# start of Passage shown

Skip to main content

Reply to this post | See parent post | Go Back
View Post [edit]

Poster: pt Date: Jan 26, 2005 7:21am
Forum: toronto Subject: Re: scanner credit?

|Hi Molly, I really appreciate your effort to |answer all questions. But I don't know your |background. Are you a librarian? Otherwise, you |should use the librarians in Toronto for |cataloging expertise. They should know all about |things like editions, LoC, LCCN, OCLC, etc.

Hi, I'm Parker, an Archivist at the IA and I spent a six years in Library/Information schools (U.C. Berkeley and U. of Washington) in persuit of my librarian cred (resume available upon request). I've been working with Molly (the project manager) and librarians at the U. of Toronto on metadata for the Canadian Libraries collection.

We went with the UofT catalogue records because we could be sure that there would be a minimal number of problems matching records, and they provided us great APIs for interacting with the catalogue to get the kind of data we wanted/needed for our purposes, specifically Dublin Core and MARC XML records.

I agree it would be great to have other kinds of records as well associated with the books, so that anyone with these records could get at the content. However, we're a small organization and have to make choices about where we spend our resources. If you or someone you know is interested in helping us associate other types of records with these books please have them contact us ( This would be great.

# end of Passage shown

▸ **Brief 1**
Edit the forum post, starting with "I agree it would" and going on through "would be great.", and change "resources" to "time".
▸ **Brief 2**
Answer these questions about the forum post:
(a) Which two schools did Parker attend?
(b) Which two kinds of records did the team want to get from the catalogue?
(c) Who is named as the project manager?
The forum post is all you need; the entries after it play no part.

# start of Data records

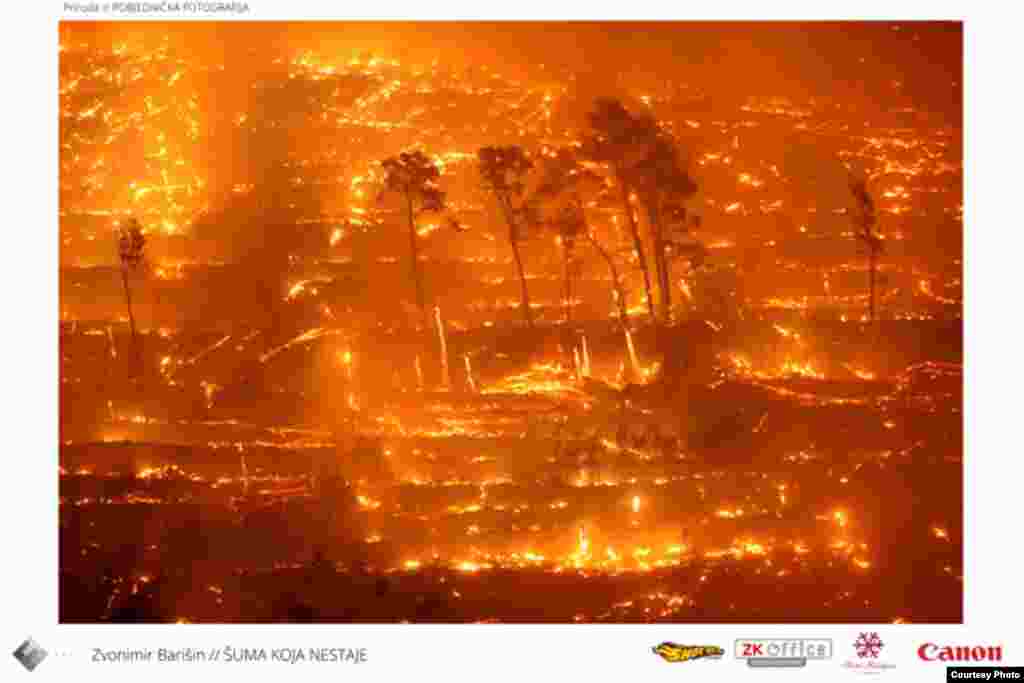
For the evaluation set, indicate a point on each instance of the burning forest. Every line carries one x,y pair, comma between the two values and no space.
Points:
367,323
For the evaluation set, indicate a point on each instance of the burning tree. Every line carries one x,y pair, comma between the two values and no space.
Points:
130,247
620,139
664,184
865,219
415,177
503,172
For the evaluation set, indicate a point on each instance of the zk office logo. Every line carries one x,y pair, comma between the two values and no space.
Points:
777,652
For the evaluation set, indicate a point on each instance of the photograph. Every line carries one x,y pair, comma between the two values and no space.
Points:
537,323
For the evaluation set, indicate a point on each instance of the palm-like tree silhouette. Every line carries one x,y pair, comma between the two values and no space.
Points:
865,219
503,171
620,139
416,178
130,248
663,184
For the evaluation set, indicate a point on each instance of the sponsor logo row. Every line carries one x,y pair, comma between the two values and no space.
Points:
863,654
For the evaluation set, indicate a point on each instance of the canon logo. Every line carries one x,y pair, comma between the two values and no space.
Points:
933,652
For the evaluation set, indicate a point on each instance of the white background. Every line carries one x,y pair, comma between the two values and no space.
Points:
994,257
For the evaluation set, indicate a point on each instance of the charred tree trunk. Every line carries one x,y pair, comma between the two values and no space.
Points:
660,263
638,248
527,313
414,254
131,318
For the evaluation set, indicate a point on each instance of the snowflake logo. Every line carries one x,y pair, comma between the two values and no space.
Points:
868,645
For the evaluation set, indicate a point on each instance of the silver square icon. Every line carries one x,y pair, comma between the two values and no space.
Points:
30,653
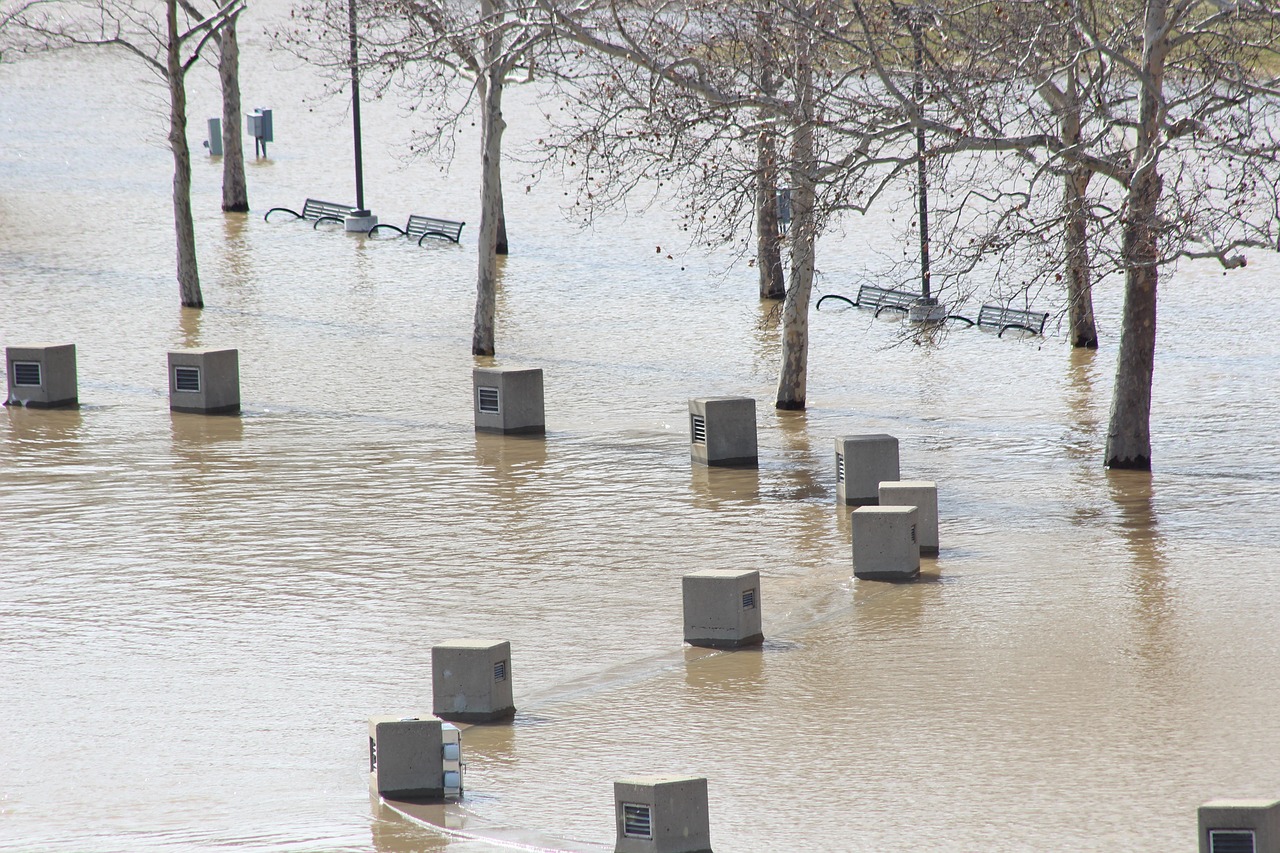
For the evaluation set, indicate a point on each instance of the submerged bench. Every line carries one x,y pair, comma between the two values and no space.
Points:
423,227
316,210
877,299
1006,318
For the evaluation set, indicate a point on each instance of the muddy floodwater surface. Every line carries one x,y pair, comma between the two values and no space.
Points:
199,614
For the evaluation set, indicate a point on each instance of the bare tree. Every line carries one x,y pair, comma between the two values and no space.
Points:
234,186
698,96
168,40
437,51
1174,104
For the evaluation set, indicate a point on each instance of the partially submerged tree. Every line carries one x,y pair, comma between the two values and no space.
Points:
440,53
699,95
168,40
1174,101
234,186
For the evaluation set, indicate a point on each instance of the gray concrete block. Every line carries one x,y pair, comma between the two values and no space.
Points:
722,609
508,400
923,495
662,815
1229,825
471,680
885,542
204,382
862,464
406,757
722,432
41,375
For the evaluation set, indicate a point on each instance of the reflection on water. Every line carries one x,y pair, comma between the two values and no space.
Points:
734,673
714,487
53,432
1148,585
197,614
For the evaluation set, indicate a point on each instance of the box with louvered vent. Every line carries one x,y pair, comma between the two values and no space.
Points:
471,680
508,400
204,382
722,609
923,495
886,544
41,375
722,432
1239,826
662,815
862,464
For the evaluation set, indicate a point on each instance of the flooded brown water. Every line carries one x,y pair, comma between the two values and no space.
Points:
197,614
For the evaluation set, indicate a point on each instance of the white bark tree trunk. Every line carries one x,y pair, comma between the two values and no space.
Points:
1129,430
234,187
768,243
1075,185
794,378
490,183
188,274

# end of Data records

▸ **Exercise solution 1**
I agree it would be great to have other kinds of records as well associated with the books, so that anyone with these records could get at the content. However, we're a small organization and have to make choices about where we spend our time. If you or someone you know is interested in helping us associate other types of records with these books please have them contact us ( This would be great.

▸ **Exercise solution 2**
(a) U.C. Berkeley and U. of Washington
(b) Dublin Core and MARC XML records
(c) Molly